## Your objective
Pull out every line below that contains the word "instance", matching case exactly.

--- Start of Records for the exercise ---

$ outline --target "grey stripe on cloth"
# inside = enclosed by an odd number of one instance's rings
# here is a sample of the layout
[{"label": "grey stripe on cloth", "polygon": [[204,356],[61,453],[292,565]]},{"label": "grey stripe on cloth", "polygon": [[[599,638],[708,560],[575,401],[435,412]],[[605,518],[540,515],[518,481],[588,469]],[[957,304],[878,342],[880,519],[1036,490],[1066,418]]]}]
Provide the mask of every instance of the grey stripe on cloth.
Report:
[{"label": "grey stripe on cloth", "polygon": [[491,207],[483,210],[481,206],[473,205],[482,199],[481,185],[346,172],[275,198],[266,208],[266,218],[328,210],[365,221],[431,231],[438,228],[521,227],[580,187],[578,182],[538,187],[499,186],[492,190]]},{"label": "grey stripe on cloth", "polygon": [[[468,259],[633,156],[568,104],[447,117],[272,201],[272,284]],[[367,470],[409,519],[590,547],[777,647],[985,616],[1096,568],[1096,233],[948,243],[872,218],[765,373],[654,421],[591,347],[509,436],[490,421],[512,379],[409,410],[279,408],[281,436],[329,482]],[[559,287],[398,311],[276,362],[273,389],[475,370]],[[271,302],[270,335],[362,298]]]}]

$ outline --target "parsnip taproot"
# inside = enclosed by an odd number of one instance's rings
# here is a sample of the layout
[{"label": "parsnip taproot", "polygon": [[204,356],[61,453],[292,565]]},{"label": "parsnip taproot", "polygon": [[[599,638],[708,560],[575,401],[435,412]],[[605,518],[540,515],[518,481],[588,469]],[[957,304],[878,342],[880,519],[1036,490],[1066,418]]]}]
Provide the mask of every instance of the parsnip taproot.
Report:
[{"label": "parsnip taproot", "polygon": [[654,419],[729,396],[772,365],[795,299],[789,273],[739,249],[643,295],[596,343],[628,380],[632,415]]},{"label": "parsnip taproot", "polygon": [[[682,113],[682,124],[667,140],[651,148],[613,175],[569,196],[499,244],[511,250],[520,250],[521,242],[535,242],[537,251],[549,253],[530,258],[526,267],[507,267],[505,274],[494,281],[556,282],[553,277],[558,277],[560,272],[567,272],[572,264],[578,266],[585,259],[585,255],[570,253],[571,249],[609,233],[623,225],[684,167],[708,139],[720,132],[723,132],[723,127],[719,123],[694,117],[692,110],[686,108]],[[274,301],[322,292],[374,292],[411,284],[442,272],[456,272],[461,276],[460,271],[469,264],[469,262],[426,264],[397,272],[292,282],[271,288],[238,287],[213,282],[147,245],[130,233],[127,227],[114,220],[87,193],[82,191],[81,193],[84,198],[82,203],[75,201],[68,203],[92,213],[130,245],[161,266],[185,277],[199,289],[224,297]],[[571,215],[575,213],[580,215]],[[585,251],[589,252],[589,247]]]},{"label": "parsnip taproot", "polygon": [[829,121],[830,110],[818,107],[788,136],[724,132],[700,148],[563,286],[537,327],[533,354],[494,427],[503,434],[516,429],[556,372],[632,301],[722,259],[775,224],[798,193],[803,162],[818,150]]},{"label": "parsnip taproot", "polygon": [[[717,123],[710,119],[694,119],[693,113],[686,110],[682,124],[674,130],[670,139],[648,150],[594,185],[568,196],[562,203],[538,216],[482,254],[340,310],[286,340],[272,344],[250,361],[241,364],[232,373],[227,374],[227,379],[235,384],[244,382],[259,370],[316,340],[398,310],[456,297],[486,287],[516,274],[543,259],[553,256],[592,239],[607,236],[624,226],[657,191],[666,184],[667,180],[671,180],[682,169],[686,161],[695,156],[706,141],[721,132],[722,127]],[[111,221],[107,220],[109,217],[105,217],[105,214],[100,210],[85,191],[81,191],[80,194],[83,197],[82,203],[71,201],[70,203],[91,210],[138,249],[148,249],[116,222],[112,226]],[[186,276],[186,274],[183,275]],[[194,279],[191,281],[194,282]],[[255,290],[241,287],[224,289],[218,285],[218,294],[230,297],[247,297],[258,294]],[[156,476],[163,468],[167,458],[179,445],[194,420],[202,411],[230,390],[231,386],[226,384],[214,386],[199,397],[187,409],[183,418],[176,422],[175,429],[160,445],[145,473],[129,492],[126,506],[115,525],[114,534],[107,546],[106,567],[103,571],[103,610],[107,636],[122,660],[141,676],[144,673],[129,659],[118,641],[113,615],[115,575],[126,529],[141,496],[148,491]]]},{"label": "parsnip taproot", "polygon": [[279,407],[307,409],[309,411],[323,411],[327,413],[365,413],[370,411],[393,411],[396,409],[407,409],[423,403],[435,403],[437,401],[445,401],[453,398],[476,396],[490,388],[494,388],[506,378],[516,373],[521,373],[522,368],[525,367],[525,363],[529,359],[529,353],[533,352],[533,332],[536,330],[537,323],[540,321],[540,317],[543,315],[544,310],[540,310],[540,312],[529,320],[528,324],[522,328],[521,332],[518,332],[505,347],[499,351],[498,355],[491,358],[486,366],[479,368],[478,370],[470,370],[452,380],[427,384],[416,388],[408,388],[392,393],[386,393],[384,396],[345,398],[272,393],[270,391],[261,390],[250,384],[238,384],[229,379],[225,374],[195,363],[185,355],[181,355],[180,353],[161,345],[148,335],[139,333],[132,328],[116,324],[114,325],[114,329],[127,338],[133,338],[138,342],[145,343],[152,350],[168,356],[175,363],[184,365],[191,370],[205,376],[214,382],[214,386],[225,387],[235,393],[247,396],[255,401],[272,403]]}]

--- End of Records for the exercise ---

## Solution for this problem
# inside = enclosed by an odd number of one instance's rings
Provide the mask of every instance of the grey stripe on cloth.
# inside = enclosed by an odd number of one instance's rings
Provide the mask of every instance of the parsnip taproot.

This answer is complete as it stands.